Records from a data source
——————————

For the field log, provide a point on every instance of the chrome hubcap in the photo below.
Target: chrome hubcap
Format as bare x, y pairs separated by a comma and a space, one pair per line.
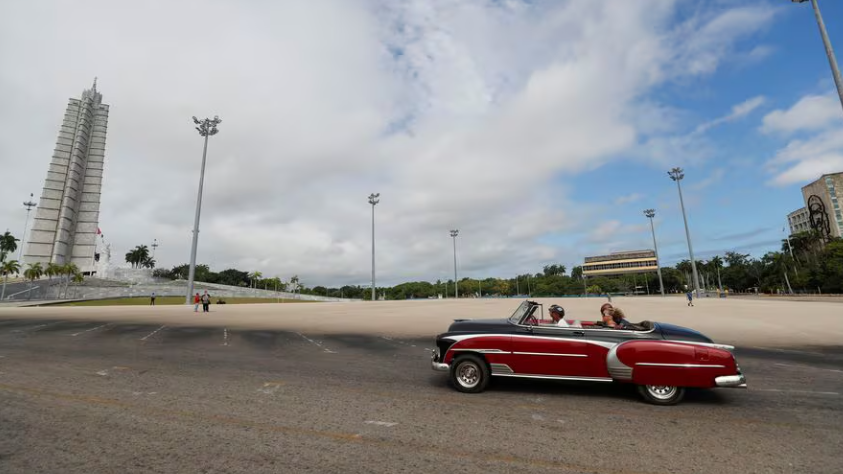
662, 392
468, 375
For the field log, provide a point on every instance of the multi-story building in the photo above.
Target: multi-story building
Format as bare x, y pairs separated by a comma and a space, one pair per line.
67, 218
621, 263
822, 203
798, 221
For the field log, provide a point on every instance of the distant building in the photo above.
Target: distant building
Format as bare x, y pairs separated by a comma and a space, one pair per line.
798, 220
66, 221
621, 263
822, 204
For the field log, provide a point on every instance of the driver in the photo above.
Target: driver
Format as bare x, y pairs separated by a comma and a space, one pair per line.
614, 318
619, 318
557, 314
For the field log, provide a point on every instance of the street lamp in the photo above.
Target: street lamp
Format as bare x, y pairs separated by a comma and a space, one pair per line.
676, 174
28, 205
454, 234
206, 128
373, 200
828, 51
650, 213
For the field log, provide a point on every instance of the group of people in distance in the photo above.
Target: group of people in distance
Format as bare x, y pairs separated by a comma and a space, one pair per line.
612, 317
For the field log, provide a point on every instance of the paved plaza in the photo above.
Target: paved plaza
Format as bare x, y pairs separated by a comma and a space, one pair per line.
740, 321
341, 388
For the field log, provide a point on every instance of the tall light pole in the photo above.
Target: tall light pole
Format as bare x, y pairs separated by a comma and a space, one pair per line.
835, 72
28, 205
650, 213
206, 128
676, 174
373, 200
454, 234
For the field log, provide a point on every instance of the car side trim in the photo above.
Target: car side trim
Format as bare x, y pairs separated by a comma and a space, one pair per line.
550, 353
556, 377
617, 369
481, 351
725, 347
661, 364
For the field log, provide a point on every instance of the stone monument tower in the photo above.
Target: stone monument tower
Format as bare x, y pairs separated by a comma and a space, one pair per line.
67, 218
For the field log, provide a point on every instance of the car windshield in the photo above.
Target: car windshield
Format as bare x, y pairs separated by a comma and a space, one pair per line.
519, 312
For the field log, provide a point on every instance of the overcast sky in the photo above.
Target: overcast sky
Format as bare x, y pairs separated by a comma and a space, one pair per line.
539, 129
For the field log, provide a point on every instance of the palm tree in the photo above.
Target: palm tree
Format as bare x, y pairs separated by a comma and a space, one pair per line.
78, 278
33, 273
139, 256
66, 271
51, 271
295, 282
716, 263
8, 244
6, 268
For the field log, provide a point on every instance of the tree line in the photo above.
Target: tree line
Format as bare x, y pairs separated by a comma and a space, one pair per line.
66, 272
805, 264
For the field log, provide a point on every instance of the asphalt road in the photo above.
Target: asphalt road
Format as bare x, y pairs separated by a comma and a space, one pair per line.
90, 397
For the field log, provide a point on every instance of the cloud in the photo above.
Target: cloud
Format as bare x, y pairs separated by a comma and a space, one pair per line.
738, 111
810, 113
715, 177
806, 158
629, 198
693, 146
457, 113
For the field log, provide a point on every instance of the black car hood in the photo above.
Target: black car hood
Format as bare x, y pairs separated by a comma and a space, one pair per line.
474, 325
679, 333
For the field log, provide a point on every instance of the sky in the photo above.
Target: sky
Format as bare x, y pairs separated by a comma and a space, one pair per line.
540, 129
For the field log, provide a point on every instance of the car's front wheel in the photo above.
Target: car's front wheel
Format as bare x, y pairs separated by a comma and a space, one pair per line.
469, 373
661, 394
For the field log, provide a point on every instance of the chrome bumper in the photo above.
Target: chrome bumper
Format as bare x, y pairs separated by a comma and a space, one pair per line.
731, 381
438, 366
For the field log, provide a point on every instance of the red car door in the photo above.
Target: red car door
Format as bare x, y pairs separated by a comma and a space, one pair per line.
555, 352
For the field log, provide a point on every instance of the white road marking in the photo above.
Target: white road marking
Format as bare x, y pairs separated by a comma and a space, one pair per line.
317, 344
36, 328
778, 390
774, 349
810, 367
270, 387
381, 423
89, 330
152, 333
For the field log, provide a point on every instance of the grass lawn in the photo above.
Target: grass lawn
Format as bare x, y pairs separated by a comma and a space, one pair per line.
173, 300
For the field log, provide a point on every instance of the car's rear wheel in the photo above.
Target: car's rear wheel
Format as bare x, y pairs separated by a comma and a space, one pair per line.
470, 374
661, 394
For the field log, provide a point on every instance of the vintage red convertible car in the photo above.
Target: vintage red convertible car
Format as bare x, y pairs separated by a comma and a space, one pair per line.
661, 359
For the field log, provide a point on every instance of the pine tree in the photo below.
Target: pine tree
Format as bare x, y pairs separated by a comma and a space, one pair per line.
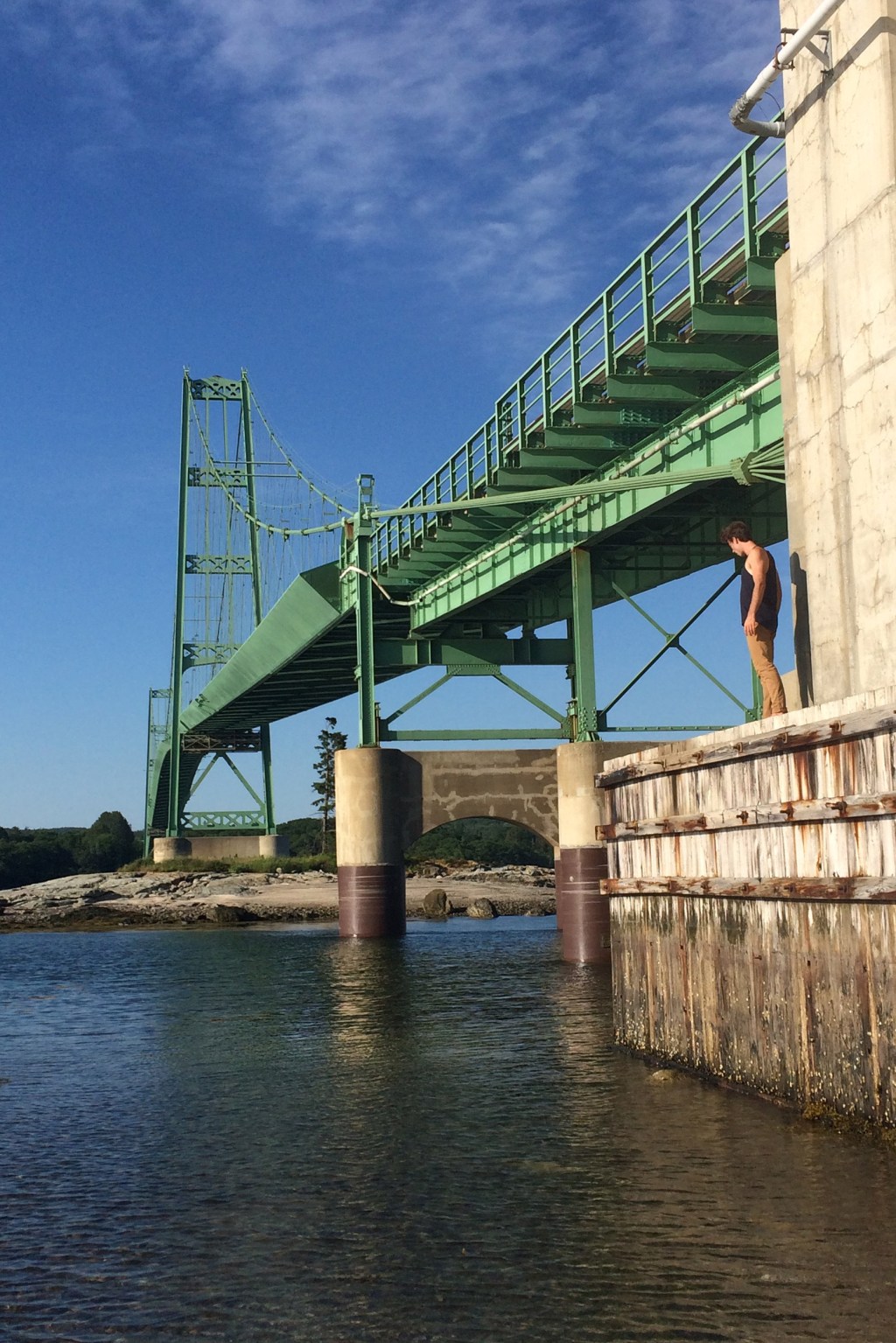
328, 743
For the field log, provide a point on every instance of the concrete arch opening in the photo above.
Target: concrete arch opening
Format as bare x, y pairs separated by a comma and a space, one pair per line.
482, 841
386, 800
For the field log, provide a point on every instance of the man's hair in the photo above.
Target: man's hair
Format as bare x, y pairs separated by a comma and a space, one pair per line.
735, 532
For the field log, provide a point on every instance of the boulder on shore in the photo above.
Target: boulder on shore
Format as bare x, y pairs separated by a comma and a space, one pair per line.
437, 904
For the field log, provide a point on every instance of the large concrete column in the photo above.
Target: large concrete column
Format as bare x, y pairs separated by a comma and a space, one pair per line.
837, 325
369, 858
584, 909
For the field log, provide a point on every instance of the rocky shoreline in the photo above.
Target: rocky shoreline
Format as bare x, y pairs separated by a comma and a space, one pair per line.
105, 901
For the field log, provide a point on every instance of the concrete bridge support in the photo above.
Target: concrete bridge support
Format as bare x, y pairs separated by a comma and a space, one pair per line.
369, 843
584, 909
167, 848
837, 332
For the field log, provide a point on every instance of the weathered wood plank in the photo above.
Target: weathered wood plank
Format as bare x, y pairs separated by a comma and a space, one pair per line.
865, 723
773, 888
800, 810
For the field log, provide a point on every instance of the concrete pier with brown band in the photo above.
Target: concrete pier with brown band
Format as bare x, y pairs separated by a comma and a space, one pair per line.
584, 906
369, 787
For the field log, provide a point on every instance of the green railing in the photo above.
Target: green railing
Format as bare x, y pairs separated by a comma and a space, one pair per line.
704, 250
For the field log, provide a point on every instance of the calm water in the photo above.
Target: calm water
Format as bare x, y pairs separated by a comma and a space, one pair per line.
260, 1135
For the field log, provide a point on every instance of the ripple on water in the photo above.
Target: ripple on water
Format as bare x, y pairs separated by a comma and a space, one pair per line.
262, 1135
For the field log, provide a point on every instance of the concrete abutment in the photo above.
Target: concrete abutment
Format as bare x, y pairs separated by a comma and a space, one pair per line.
167, 848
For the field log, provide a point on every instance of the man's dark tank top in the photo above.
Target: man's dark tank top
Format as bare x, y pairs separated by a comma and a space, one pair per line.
767, 610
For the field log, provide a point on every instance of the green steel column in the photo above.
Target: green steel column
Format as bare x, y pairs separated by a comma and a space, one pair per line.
150, 759
364, 615
256, 583
586, 685
178, 669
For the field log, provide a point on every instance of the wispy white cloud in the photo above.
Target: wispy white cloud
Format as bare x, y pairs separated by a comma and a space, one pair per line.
511, 148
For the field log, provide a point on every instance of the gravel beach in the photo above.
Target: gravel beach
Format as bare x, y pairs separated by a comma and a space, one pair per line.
170, 899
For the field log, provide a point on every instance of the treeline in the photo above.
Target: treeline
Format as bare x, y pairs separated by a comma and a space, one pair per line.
494, 843
29, 856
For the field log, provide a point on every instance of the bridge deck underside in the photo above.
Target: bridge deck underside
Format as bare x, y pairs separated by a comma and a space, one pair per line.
497, 557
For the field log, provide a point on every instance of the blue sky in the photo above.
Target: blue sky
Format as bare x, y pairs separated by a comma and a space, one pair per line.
384, 213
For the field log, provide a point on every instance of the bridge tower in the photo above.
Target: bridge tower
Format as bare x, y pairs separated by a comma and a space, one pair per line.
218, 603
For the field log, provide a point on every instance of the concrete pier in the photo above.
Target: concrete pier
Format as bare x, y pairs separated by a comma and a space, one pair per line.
837, 334
584, 908
369, 843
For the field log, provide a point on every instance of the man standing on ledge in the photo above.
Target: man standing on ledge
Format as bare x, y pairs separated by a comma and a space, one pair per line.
760, 606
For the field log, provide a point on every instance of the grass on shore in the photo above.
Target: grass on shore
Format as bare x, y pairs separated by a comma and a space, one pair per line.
309, 863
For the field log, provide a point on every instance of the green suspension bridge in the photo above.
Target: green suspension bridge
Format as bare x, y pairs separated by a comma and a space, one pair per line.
606, 469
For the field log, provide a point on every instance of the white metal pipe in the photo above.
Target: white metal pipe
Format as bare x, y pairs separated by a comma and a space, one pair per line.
739, 115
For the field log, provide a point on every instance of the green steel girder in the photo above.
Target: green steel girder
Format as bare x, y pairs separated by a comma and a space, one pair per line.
735, 320
730, 358
220, 476
410, 654
215, 388
590, 519
667, 388
228, 822
207, 654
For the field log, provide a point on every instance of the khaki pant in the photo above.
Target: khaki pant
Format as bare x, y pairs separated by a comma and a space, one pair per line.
762, 650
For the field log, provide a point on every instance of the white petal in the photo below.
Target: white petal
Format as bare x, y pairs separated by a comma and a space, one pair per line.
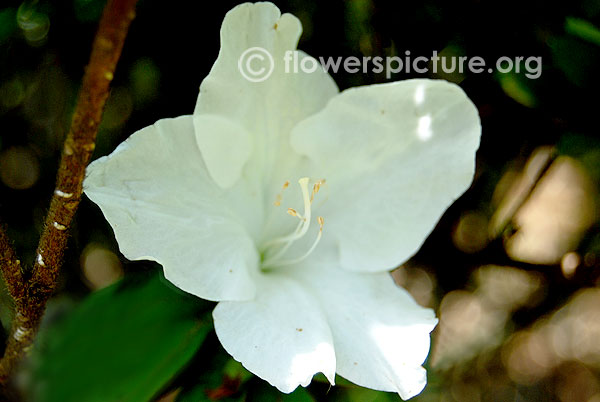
163, 206
265, 111
381, 336
282, 336
395, 156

——————————

● **WHAT YOU HAVE TO DO**: Render the listing from the line with "bridge tower in the photo above." through the end of the listing as a two-column CSV with columns request and answer. Each row should hold one request and its answer, with each field quoted, line breaks turned into spaces, and the pictures left out.

● **ANSWER BELOW**:
request,answer
"For the field log, provide a point on every instance of the bridge tower in the photo above. Target: bridge tower Format as bare x, y pairs separated by a comma and a space, one pair per line.","218, 603"
"For the field log, provide a point on every instance of the concrete pier in the photo above. Target: concrete pier Format as bare x, y pairs separated by a comma and a space, one pair per line.","837, 334 584, 908 369, 843"
"For the field log, provide a point on every instance of the man standing on ledge in the photo above. Target: man standing on ledge Format as bare x, y pairs separated by a comma and a space, one pair per line.","760, 606"
"For the field log, provide a point on every instance of the grass on shore in the photo above. Target: grass on shore Format as bare x, y pairs separated by a comma and a space, one pair per line.","309, 863"
"For the field log, provide a point on every instance of the green suspension bridge in the photo above. Target: green suspension bridge Format as bare x, y pairs separated by a comma and a space, one pair per line.","606, 469"
"For the field log, provide a point on every instance of the white metal pipe in the photo above. Target: white metal pipe Format as bare x, y pairs separated by a comma and a space, one pair per line.","739, 115"
"For the field log, provide a point on every instance of the green steel girder in the photo above. Target: green steel girder Format as bare x, y pairs separated by a comma and a space, one pair per line.","735, 320 730, 358 220, 476 410, 654 215, 388 590, 519 667, 388 228, 822 207, 654"
"For the field log, provide a point on every instance of the khaki pant in the photo above. Target: khaki pant Format as bare x, y pairs separated by a comma and a space, one pair per line.","762, 650"
"For the field log, provide a point on every instance of the white petal in the photo below. Target: white petal Format as bare x, y pairs separated by a comma and a space, one pair per line.","163, 206 265, 111 381, 336 282, 336 395, 156"